■ ENUNCIATO DEL COMPITO: Trascriva senza alcuna modifica le righe del materiale sottostante, cominciando da quella che contiene "Identify the wire" e proseguendo fino alla fine del materiale, estremi inclusi.

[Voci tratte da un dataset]
------------------------------------
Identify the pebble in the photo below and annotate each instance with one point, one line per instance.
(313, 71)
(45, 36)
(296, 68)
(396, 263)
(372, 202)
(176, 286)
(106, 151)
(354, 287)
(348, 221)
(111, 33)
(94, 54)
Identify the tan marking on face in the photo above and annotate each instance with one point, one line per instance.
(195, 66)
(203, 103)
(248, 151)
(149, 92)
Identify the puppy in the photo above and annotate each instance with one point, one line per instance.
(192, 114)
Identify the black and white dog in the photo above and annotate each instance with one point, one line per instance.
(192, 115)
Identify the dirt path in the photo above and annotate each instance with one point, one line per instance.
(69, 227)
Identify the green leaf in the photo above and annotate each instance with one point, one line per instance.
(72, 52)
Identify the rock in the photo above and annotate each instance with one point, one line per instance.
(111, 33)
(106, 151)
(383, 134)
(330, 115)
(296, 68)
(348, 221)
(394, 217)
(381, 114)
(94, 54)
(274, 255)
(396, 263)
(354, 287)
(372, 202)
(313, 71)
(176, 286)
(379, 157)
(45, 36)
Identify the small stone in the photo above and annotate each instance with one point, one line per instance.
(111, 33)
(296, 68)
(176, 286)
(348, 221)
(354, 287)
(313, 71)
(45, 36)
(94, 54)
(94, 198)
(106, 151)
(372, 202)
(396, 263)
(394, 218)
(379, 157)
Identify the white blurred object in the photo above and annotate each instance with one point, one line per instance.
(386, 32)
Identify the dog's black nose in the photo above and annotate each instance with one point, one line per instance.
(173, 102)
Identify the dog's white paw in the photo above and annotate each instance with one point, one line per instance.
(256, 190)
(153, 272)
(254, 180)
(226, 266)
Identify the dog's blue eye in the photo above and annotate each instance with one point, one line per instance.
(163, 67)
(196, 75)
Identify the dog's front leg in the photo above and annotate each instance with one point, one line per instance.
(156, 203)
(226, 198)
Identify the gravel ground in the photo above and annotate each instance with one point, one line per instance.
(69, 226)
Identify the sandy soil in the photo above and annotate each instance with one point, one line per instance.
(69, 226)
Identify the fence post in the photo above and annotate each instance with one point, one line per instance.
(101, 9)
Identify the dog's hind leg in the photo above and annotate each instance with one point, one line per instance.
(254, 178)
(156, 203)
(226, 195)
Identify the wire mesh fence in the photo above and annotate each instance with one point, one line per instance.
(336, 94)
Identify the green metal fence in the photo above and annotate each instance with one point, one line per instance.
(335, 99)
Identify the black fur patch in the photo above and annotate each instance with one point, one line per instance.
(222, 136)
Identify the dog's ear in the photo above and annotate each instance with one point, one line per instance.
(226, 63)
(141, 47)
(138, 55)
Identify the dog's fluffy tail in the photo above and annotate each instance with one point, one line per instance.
------------------------------------
■ RISPOSTA COMPLETA:
Identify the wire mesh fence in the photo above and annotate each instance with one point, one line per instance.
(336, 94)
Identify the green metal fence in the photo above and annotate each instance with one point, one line per instance.
(335, 99)
Identify the black fur patch in the photo above and annotate each instance with one point, one line per instance.
(222, 136)
Identify the dog's ear in the photo above and annotate each instance with one point, one line per instance.
(226, 63)
(141, 47)
(138, 55)
Identify the dog's fluffy tail in the photo above and annotate each instance with one point, one line per instance.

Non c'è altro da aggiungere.